::: DATA SUPPLIED :::
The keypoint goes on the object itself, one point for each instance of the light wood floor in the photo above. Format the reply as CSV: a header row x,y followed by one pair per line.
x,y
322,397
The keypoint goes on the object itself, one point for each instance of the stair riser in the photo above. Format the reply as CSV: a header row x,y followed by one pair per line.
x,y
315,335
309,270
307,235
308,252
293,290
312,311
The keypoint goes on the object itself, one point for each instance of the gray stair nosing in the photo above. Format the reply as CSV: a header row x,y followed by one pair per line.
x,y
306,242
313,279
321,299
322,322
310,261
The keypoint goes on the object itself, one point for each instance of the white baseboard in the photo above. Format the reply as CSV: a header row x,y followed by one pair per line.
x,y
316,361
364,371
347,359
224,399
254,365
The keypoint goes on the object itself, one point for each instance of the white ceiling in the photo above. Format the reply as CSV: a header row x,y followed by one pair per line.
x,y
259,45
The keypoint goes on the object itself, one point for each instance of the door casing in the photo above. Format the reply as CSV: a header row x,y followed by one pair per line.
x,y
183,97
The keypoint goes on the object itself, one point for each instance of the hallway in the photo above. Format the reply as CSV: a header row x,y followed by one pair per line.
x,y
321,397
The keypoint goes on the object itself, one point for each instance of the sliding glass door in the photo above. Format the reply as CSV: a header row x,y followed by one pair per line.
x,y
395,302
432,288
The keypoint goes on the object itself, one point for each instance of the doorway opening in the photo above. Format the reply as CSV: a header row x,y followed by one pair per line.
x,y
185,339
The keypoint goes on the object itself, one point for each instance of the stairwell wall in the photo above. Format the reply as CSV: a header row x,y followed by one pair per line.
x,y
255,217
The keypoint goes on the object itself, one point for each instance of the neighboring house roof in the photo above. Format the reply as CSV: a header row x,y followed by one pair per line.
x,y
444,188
:::
== EXERCISE GOAL ==
Copy all of the records above verbatim, keeping every line and character unchanged.

== EXERCISE SOLUTION ==
The keypoint goes on the object itself, one point for each instance of the light wood floor in the photo above. Format the reply as CSV: a header row x,y followed by one pair per line.
x,y
322,397
The keypoint goes on the object itself, one point for each instance of the stair riser in the photo above. Format the reply as CSV: a header row x,y followed by one pair per line.
x,y
315,335
309,270
307,235
308,252
293,290
312,311
The keypoint goes on the object itself, one point for each instance of the gray stair nosing in the photo above. Format the reply as CSV: a header row x,y followed by one pair per line.
x,y
306,242
313,279
321,299
322,322
310,261
The keypoint goes on the object itself, one point for each instance of the white baseboard in the photo above. Format the reply as CSV: a header row x,y followed by one pair per line.
x,y
316,361
364,371
347,359
224,399
254,365
The keypoint goes on the object itself, one point for each instance of the white ceiling in the photo above. Format the reply as CSV: a header row x,y followed by one pair per line.
x,y
259,45
The keypoint goes on the object itself, one point for each instance of the door casing in the photo above. Format the reply as CSV: a header row x,y followed by one pair per line.
x,y
183,97
The keypoint goes on the object itself, one point for each instance of the hallway in the photo above. Format the reply as CSV: a header row x,y followed by one pair per line.
x,y
321,397
The keypoint goes on the object itself, one point for each instance of the sliding glass door in the photo above. Format the reply as CSV: a header row x,y followed by one pair per line.
x,y
395,302
432,288
The keypoint goes on the object itself, one point for each instance of the doorway opening in the photo above. Format the reply as CSV: a header row x,y followed by one pair per line.
x,y
185,339
The keypoint goes on the object itself, one point for each instance of the stairwell wall in the photo above. Format the reply as CSV: a header row x,y followed by one pair per line.
x,y
255,217
The keypoint goes on the object itself, one point for each instance of the neighboring house roof in the photo above. Format the reply as CSV: a header row x,y followed by one pair per line.
x,y
444,188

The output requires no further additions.